Instructions to follow: Please return all of the entries below exactly as they are written.

Source data:
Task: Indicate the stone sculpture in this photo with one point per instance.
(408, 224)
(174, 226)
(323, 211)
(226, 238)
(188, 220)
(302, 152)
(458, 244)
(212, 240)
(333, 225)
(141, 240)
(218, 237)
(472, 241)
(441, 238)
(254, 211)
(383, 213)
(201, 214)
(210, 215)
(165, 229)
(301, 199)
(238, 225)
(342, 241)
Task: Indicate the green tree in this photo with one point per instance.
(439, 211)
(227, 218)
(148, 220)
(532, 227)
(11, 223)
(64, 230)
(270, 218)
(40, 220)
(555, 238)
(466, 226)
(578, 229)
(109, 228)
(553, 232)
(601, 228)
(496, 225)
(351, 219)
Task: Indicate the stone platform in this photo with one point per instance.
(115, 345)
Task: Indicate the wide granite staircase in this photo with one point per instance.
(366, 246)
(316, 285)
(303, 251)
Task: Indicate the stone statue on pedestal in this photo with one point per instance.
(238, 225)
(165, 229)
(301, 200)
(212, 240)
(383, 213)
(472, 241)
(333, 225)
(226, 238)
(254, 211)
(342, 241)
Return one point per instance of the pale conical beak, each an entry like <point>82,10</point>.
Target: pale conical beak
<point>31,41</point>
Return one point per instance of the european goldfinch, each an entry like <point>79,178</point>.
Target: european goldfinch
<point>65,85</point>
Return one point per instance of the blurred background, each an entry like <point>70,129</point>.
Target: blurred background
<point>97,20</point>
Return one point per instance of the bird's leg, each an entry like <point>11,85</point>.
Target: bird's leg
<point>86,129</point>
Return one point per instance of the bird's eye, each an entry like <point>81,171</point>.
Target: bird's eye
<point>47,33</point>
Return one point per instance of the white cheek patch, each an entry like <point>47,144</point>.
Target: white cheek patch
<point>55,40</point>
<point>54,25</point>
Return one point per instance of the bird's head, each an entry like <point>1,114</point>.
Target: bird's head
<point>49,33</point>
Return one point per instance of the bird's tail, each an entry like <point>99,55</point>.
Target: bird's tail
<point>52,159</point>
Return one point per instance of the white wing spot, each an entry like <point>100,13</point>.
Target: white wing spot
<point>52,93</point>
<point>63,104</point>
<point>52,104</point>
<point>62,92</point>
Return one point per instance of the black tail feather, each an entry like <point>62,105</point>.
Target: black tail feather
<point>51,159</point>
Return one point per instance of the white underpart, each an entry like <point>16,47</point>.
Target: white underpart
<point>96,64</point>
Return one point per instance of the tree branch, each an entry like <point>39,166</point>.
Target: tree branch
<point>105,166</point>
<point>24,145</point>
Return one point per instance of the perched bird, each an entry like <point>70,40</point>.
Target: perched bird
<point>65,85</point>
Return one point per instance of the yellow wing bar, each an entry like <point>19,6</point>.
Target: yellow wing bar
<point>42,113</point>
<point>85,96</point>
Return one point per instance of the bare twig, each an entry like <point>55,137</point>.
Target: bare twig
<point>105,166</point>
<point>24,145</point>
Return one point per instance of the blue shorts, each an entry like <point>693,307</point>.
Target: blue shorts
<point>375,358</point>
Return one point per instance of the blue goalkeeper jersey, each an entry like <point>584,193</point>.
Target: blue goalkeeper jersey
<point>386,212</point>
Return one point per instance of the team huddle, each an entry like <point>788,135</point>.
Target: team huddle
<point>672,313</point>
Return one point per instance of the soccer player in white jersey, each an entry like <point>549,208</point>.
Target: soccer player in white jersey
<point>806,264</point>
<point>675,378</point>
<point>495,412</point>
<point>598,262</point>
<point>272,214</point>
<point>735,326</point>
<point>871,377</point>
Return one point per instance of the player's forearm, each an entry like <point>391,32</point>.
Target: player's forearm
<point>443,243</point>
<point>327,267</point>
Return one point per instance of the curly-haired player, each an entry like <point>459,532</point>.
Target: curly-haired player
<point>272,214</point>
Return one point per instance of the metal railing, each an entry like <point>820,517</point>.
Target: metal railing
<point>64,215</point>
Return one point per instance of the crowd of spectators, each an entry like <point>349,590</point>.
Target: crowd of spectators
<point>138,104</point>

Solution to this problem:
Task: Indicate the stone sculpture in this photo with one point per instance.
(408, 224)
(174, 226)
(323, 211)
(226, 238)
(188, 220)
(302, 152)
(458, 244)
(212, 240)
(333, 225)
(141, 240)
(218, 237)
(472, 241)
(441, 238)
(254, 211)
(383, 213)
(201, 214)
(210, 215)
(165, 229)
(301, 199)
(238, 225)
(342, 241)
Task: Indicate the green tree in this photo with one point per instance.
(439, 211)
(227, 218)
(148, 220)
(532, 227)
(11, 223)
(64, 230)
(270, 218)
(40, 220)
(555, 238)
(466, 226)
(578, 229)
(109, 228)
(553, 232)
(601, 228)
(496, 225)
(351, 219)
Task: Indicate the stone platform in this photo with one point per instance.
(115, 345)
Task: Indicate the wide granite staircase in this photo with one point per instance.
(366, 246)
(316, 285)
(303, 251)
Task: Indicate the stone statue on pedestal in this photo with one point per instance.
(238, 225)
(165, 229)
(301, 200)
(212, 240)
(383, 213)
(472, 241)
(333, 225)
(226, 238)
(254, 211)
(342, 241)
Return one point per instance of the pale conical beak, each an entry like <point>82,10</point>.
Target: pale conical beak
<point>31,41</point>
Return one point per instance of the european goldfinch, each an entry like <point>79,178</point>.
Target: european goldfinch
<point>65,85</point>
Return one point per instance of the blurred background, each an entry like <point>70,129</point>.
Target: blurred background
<point>97,20</point>
Return one point per instance of the bird's leg, each an entry like <point>11,85</point>.
Target: bird's leg
<point>86,129</point>
Return one point per instance of the bird's eye, each an entry like <point>81,171</point>.
Target: bird's eye
<point>47,33</point>
Return one point per instance of the white cheek patch, each an entry like <point>47,144</point>.
Target: white cheek patch
<point>55,40</point>
<point>54,25</point>
Return one point per instance of the bird's head, each an entry like <point>1,114</point>.
Target: bird's head
<point>49,33</point>
Return one point per instance of the bird's tail, each an entry like <point>99,55</point>.
Target: bird's tail
<point>52,159</point>
Return one point per instance of the white wing spot, each an entry like <point>100,13</point>.
Target: white wing spot
<point>52,93</point>
<point>63,104</point>
<point>52,104</point>
<point>62,92</point>
Return one point per instance of the black tail feather, each an entry like <point>62,105</point>.
Target: black tail feather
<point>51,159</point>
Return one point per instance of the white underpart, each an entry like <point>16,47</point>.
Target: white underpart
<point>96,64</point>
Return one point per instance of the tree branch, each an entry like <point>39,166</point>.
Target: tree branch
<point>105,166</point>
<point>24,145</point>
Return one point per instance of the perched bird, each an entry like <point>70,40</point>.
Target: perched bird
<point>65,85</point>
Return one point per instance of the yellow wing bar, each an entry like <point>19,6</point>.
Target: yellow wing bar
<point>42,113</point>
<point>85,96</point>
Return one point per instance of the bare twig, each an entry like <point>55,137</point>.
Target: bare twig
<point>105,166</point>
<point>24,145</point>
Return one point per instance of the blue shorts, each an entry like <point>693,307</point>.
Target: blue shorts
<point>375,358</point>
Return one point per instance of the blue goalkeeper jersey, each an entry like <point>584,193</point>.
Target: blue goalkeeper jersey
<point>386,212</point>
Return one point per instance of the team huddle, each an entry like <point>788,135</point>.
Target: team huddle
<point>672,313</point>
Return one point per instance of the soccer player in white jersey, each an entry like <point>549,208</point>.
Target: soccer player in white jersey
<point>806,264</point>
<point>675,378</point>
<point>495,412</point>
<point>598,262</point>
<point>272,214</point>
<point>735,326</point>
<point>871,377</point>
Return one point per instance of the player's forearm, each an entry like <point>391,32</point>.
Target: player's forearm
<point>443,243</point>
<point>327,267</point>
Return one point per instance of the curly-haired player, each an entry like <point>459,532</point>.
Target: curly-haired player
<point>272,214</point>
Return one point per instance of the metal railing, each an entry like <point>820,517</point>.
Target: metal railing
<point>64,215</point>
Return one point per instance of the crowd of spectators, each an entry like <point>349,590</point>.
Target: crowd of spectators
<point>138,104</point>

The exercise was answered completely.